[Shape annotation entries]
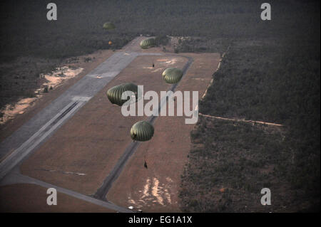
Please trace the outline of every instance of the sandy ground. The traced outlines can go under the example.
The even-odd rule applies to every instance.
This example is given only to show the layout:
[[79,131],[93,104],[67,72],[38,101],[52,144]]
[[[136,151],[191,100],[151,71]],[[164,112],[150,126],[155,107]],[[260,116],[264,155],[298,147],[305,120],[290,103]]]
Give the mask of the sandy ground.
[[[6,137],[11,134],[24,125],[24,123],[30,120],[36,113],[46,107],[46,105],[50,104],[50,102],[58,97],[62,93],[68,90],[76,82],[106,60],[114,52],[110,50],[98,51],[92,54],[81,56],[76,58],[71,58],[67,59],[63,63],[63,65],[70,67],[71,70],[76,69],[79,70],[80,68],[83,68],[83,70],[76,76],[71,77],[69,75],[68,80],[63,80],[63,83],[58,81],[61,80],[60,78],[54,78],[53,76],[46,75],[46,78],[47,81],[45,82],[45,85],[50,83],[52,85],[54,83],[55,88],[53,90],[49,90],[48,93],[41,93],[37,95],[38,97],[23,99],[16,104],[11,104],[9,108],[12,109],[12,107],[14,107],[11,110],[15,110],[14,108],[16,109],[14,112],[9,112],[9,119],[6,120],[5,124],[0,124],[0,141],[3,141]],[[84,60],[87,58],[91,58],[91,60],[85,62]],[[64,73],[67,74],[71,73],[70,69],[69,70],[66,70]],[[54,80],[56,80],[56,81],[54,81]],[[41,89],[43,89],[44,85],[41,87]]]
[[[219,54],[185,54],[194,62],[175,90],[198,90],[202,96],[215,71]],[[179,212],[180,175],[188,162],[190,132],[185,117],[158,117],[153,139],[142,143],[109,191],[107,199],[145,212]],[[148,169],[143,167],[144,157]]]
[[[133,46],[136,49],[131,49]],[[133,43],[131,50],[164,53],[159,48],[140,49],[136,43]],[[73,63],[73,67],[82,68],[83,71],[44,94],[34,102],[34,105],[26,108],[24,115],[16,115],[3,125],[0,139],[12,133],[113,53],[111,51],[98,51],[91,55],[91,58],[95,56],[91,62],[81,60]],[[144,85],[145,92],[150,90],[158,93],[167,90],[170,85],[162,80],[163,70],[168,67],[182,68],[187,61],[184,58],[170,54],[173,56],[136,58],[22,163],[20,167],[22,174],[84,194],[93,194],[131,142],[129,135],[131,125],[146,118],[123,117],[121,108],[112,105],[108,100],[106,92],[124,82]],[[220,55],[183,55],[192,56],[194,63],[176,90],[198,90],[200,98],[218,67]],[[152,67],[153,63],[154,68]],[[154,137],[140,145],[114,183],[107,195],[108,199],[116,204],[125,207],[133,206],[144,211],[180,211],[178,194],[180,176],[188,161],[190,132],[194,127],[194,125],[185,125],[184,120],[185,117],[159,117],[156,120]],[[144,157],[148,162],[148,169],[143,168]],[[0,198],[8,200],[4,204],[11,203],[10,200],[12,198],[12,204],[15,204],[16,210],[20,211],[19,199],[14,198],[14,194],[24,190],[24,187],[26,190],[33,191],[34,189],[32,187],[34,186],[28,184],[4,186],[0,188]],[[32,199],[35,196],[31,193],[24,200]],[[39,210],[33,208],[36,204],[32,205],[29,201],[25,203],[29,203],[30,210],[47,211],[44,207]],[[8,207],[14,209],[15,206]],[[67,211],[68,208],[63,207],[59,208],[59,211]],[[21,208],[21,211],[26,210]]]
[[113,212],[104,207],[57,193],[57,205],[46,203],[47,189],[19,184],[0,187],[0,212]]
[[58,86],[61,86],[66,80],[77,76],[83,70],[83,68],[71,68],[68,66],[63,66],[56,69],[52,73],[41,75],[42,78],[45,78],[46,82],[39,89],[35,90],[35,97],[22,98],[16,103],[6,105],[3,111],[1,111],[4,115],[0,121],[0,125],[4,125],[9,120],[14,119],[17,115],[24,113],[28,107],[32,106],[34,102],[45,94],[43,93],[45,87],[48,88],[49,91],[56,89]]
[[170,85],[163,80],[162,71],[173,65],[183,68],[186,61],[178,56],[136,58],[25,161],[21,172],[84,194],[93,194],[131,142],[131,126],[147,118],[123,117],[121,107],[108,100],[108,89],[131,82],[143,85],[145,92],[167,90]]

YOUR OBJECTIVE ▸ Return every line of the items above that contains the string "instance", treating uppercase and lowercase as distinct.

FINISHED TASK ▸
Please trace the outline of every instance of the sandy ground. The traced outlines can go under the example.
The even-odd rule applies to every instance.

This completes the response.